Records from a data collection
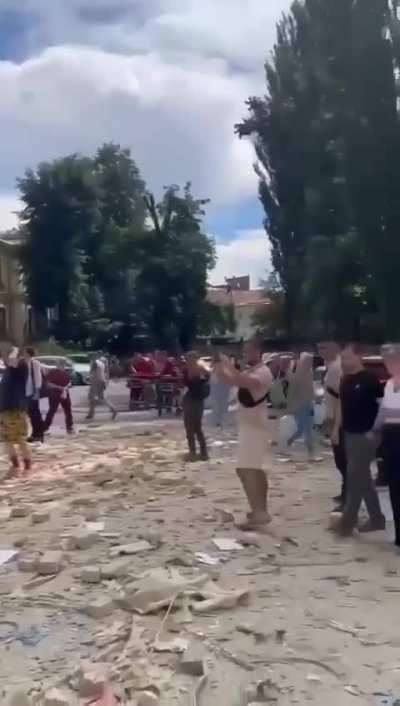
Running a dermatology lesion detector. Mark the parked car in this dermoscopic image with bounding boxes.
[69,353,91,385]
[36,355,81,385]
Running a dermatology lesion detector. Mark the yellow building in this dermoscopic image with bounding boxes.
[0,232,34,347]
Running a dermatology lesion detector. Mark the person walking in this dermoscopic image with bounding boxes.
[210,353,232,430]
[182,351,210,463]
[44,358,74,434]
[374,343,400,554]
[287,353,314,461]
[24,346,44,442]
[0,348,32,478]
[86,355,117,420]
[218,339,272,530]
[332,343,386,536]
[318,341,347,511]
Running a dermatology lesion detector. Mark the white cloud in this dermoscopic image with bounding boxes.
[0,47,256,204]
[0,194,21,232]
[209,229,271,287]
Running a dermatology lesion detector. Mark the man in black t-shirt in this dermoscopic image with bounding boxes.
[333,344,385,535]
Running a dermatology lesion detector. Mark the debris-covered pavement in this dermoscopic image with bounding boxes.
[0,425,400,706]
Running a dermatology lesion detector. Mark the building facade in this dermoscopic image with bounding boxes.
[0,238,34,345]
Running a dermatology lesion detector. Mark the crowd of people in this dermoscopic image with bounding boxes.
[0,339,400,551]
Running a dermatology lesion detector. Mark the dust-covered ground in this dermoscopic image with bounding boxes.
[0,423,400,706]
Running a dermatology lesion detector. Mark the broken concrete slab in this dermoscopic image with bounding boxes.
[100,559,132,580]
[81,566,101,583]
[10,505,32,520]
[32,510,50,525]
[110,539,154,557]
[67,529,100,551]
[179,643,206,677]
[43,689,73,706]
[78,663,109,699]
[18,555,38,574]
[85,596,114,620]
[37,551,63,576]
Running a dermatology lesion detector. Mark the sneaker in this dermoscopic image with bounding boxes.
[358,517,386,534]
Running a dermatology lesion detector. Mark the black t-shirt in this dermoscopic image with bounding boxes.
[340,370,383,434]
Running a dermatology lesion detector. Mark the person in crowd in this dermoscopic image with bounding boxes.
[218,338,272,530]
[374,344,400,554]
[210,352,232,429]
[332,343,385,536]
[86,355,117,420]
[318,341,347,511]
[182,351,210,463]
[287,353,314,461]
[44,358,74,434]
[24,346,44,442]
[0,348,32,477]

Exercise.
Rewrite the data starting with the line containing "Running a dermatology lesion detector. Mark the debris-covered" and going on through the line containing "[0,339,400,551]", copying the text lines unchanged and raising every bounding-box coordinate by 80.

Response.
Running a dermatology lesion detector. Mark the debris-covered pavement in this dermoscopic image with bounding boxes.
[80,505,480,786]
Running a dermatology lesion detector. Mark the building facade in this dermoscopic image with bounding boxes.
[80,318,114,425]
Running a dermatology lesion detector. Mark the crowd of people in this dermoscopic image with bounding boxes.
[80,419,480,631]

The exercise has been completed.